[Page excerpt — start]
Re: Patterns

2007-01-07 Thread Larry Wall
On Sun, Jan 07, 2007 at 03:33:19AM -0800, Jonathan Lang wrote:
: IIRC, you don't even need .accepts for this.  You could just say
: 
:  given $pattern {
:when $a ~~ $_ { ... }
:when $b ~~ $_ { ... }
:when $c ~~ $_ { ... }
:  }
: 
: ...since an explicit smart-match is a boolean expression (it is, isn't
: it?), and boolean expressions implicitly smart-match according to
: their truth.  Right?

Very nearly, except that ~~ merely promises to return something
that can be used as a boolean, not something that is of Bool type.
And, in fact, for a normal regex you'd get a Match object, which as
a form of Capture would then try to compare itself back to $pattern,
which is not what you want.  So you'd have to force it:

given $pattern {
  when true $a ~~ $_ { ... }
  when true $b ~~ $_ { ... }
  when true $c ~~ $_ { ... }
}

Larry


Re: Patterns

2007-01-07 Thread Jonathan Lang

Larry Wall wrote:

Lots of interesting ideas.  But I don't think the reverse-test
situation will arise all that frequently.  How 'bout we let the user
just say:

my macro statement_control: { "when .accepts: " }

or some such...
[Page excerpt — finish]
[Dataset excerpts — start]
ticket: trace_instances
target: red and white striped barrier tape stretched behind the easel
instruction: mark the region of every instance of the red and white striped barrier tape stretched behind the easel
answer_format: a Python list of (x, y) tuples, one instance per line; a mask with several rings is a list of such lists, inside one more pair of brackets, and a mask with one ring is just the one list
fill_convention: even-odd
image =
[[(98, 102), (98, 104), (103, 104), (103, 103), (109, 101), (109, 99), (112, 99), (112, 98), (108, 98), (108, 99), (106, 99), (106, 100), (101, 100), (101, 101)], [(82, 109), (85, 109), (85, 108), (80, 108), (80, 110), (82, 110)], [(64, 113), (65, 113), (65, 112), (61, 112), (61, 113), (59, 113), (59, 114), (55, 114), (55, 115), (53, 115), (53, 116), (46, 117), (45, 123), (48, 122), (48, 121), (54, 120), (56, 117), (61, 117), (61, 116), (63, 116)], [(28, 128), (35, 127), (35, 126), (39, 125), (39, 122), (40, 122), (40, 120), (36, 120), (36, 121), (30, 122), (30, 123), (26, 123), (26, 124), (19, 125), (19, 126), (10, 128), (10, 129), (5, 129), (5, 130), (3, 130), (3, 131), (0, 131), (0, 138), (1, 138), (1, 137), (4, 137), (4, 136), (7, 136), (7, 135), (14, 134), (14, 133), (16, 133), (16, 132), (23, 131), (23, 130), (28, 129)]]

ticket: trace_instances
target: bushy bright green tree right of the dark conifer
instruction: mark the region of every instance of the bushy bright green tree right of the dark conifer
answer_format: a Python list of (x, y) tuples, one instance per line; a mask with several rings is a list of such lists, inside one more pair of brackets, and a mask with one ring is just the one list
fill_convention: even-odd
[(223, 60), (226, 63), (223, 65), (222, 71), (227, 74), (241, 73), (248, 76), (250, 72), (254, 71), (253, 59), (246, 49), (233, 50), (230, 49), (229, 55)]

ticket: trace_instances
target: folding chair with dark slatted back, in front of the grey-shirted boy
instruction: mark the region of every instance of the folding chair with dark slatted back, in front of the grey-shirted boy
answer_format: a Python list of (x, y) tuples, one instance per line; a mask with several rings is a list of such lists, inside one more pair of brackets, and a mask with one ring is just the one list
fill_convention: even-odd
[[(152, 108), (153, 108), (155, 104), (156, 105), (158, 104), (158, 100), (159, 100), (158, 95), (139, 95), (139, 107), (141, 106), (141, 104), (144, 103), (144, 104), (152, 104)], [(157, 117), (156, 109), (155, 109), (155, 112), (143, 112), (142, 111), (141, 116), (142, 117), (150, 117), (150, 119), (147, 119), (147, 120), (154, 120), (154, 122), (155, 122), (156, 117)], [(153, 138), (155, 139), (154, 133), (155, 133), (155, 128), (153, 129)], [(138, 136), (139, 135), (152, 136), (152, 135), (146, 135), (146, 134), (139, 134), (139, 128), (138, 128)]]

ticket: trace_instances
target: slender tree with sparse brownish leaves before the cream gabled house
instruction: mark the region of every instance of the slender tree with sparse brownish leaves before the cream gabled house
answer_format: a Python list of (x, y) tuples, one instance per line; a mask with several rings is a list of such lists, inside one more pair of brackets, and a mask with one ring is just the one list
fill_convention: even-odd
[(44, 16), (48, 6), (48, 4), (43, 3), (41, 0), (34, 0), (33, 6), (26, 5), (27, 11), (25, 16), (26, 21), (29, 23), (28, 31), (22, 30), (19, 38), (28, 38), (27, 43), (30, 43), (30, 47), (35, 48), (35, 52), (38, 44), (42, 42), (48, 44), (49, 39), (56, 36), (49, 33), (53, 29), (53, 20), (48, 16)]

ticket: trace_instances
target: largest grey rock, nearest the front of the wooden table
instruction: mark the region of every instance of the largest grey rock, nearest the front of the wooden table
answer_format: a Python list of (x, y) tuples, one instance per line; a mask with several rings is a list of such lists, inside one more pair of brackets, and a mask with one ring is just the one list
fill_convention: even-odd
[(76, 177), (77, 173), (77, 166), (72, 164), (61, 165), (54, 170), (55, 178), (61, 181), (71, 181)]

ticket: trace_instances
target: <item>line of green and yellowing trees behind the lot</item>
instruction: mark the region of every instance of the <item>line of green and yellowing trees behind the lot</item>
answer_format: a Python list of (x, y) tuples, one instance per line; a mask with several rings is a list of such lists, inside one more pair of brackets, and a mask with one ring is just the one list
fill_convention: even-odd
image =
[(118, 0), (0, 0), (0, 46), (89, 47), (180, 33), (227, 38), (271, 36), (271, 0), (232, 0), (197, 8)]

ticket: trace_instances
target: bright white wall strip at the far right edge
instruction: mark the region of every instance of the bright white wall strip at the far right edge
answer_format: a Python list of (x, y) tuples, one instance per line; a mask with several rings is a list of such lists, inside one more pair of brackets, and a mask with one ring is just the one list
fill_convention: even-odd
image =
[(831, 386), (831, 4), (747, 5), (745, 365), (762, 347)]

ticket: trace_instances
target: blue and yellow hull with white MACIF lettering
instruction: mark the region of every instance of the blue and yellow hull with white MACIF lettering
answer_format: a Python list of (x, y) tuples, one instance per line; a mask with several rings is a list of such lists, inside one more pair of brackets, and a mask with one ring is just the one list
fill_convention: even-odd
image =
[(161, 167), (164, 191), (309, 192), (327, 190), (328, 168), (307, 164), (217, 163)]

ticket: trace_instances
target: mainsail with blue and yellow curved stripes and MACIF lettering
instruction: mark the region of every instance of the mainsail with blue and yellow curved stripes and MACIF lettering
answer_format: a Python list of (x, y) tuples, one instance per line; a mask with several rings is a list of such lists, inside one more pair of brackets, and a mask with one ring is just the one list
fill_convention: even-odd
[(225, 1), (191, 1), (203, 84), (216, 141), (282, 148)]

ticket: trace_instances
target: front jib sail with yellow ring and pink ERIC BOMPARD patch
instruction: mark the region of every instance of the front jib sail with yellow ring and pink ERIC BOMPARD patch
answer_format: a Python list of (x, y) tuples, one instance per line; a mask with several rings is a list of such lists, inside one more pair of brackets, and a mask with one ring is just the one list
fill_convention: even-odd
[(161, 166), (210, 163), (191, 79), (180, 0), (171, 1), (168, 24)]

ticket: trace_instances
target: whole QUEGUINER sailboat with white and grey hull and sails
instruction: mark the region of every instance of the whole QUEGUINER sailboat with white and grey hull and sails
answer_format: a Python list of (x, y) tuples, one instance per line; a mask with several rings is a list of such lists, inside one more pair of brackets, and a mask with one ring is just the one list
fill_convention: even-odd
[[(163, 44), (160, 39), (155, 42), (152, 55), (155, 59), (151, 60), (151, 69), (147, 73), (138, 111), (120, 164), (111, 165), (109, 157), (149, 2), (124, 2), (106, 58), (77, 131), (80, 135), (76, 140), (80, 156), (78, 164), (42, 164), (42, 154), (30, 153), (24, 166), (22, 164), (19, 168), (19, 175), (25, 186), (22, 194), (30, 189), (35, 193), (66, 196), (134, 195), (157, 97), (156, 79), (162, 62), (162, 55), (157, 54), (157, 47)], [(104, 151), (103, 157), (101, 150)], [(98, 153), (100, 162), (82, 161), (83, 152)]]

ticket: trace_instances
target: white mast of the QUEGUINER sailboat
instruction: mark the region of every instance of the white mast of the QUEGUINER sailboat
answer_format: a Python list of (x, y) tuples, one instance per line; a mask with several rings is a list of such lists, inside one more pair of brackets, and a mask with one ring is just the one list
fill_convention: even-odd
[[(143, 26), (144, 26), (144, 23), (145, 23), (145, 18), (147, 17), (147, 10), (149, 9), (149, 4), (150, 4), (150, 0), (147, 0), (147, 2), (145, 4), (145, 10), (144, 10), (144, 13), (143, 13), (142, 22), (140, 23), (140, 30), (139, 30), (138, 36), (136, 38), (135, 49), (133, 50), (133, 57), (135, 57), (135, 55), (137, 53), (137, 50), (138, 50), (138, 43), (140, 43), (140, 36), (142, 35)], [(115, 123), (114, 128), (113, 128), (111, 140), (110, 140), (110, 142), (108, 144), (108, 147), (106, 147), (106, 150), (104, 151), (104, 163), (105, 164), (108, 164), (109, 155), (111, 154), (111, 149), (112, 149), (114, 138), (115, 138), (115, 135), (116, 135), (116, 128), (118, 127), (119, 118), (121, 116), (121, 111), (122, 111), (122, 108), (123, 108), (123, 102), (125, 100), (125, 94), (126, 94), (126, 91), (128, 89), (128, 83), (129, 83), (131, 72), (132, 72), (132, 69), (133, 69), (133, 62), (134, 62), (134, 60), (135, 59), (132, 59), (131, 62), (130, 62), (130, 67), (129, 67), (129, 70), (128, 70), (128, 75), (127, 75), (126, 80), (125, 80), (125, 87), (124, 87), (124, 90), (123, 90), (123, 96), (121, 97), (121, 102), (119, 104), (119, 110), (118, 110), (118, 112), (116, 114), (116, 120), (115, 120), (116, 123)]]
[Dataset excerpts — finish]
→ **Work to complete**:
Please extract, word for word, the stretch of the Patterns thread that begins at the words "2007-01-07 Thread Jonathan" and stops after "or some such...". The listing has no connection to the Patterns thread.

→ **Completed task**:
2007-01-07 Thread Jonathan Lang

Larry Wall wrote:

Lots of interesting ideas.  But I don't think the reverse-test
situation will arise all that frequently.  How 'bout we let the user
just say:

my macro statement_control: { "when .accepts: " }

or some such...